**Consegne:**
a) Ricopia dal testo di riferimento il passo che va da «In un certo» fino a «obbligo della ragione.», quest'ultimo incluso.
b) Il testo di riferimento parla di un retroterra che dà sostanza vitale al senso della lealtà civica. Elenca tutte le componenti di questo retroterra.

**Testo di riferimento:**
-=-=-

Nel sottolineare l'attualità dei valori trasmessi dal 4 Novembre dobbiamo innanzi tutto considerare i profondi cambiamenti conosciuti dal nostro Paese nel corso di questi novant'anni. Come insegnava Giovanni Gentile, la storia vive nell'atto del pensiero. Ed è una rielaborazione incessante di esperienze.
Il cosiddetto "secolo breve" è stato per gli italiani e per gli europei un secolo travagliato e ha prodotto una sofferta maturazione della coscienza civile. Una delle conquiste più alte dello spirito odierno è il riconoscimento della necessità di vincolare sempre la nazione alla democrazia. E' impossibile oggi pensare la patria senza la libertà e i diritti del cittadino.
Tale legame non appariva novant'anni fa in tutta la sua forza. Nelle giovani energie culturali dell'interventismo prevaleva lo spirito nazionalista. Nell'inquietudine che caratterizzava quegli intellettuali c'era una forte insoddisfazione per le istituzioni dell'Italia liberale. Tale sentimento coinvolgeva anche coloro che sostenevano con decisione la causa democratica. Pensiamo a Piero Gobetti e alla sua idea che il Risorgimento potesse rivelare pienamente la sua forza di progresso solo attraverso l'allargamento della base della partecipazione politica.

La nazione va dunque ancorata alla democrazia. Ma anche la democrazia va legata, a sua volta, al valore della nazione. Questa considerazione non ostacola, anzi agevola, il processo di costruzione delle istituzioni europee nel quale l'Italia è da sempre intensamente impegnata. L'ideale di una democrazia sovranazionale rappresenta uno sviluppo e una maturazione, non certo una negazione, della cultura politica nazionale. Naturalmente di una cultura politica che voglia essere evolutiva e aperta.
Le sfide che oggi vengono all'identità nazionale, specialmente per effetto delle grandi migrazioni e dei processi di globalizzazione, sono anche sfide alla democrazia. Sono sfide comuni ai tutti i Paesi occidentali. Ma c'è un profilo strettamente italiano e riguarda l'affermazione di valori condivisi che garantiscano la coesione sociale e la qualità del confronto politico.
In un certo senso, possiamo dire che oggi siamo nuovamente alla ricerca dell'autocoscienza di essere nazione. C'è bisogno di interrogarsi sul valore dello stare insieme come italiani e sugli obiettivi comuni da perseguire. Più di quello che accade in altri Paesi, abbiamo bisogno di ritrovare quel retroterra di sentimenti, memorie e simboli che danno sostanza vitale al senso della lealtà civica. La cittadinanza ha bisogno essere vissuta come un'emozione, prima ancora che come un freddo obbligo della ragione.
La storia è un grande deposito di emozioni che si rinnovano ( o si dovrebbero rinnovare) nelle festività civili. L'intensità con le quali tali feste vengono vissute è un segnale della qualità della vita democratica e dell'attaccamento dei cittadini per le istituzioni.

-=-=-

**Righe di dati:**
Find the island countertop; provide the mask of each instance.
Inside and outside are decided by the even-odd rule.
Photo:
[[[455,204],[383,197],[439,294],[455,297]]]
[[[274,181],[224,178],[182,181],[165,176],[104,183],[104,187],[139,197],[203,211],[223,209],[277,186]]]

-=-=-

**Soluzioni:**
a)
In un certo senso, possiamo dire che oggi siamo nuovamente alla ricerca dell'autocoscienza di essere nazione. C'è bisogno di interrogarsi sul valore dello stare insieme come italiani e sugli obiettivi comuni da perseguire. Più di quello che accade in altri Paesi, abbiamo bisogno di ritrovare quel retroterra di sentimenti, memorie e simboli che danno sostanza vitale al senso della lealtà civica. La cittadinanza ha bisogno essere vissuta come un'emozione, prima ancora che come un freddo obbligo della ragione.

b) Sentimenti, memorie e simboli.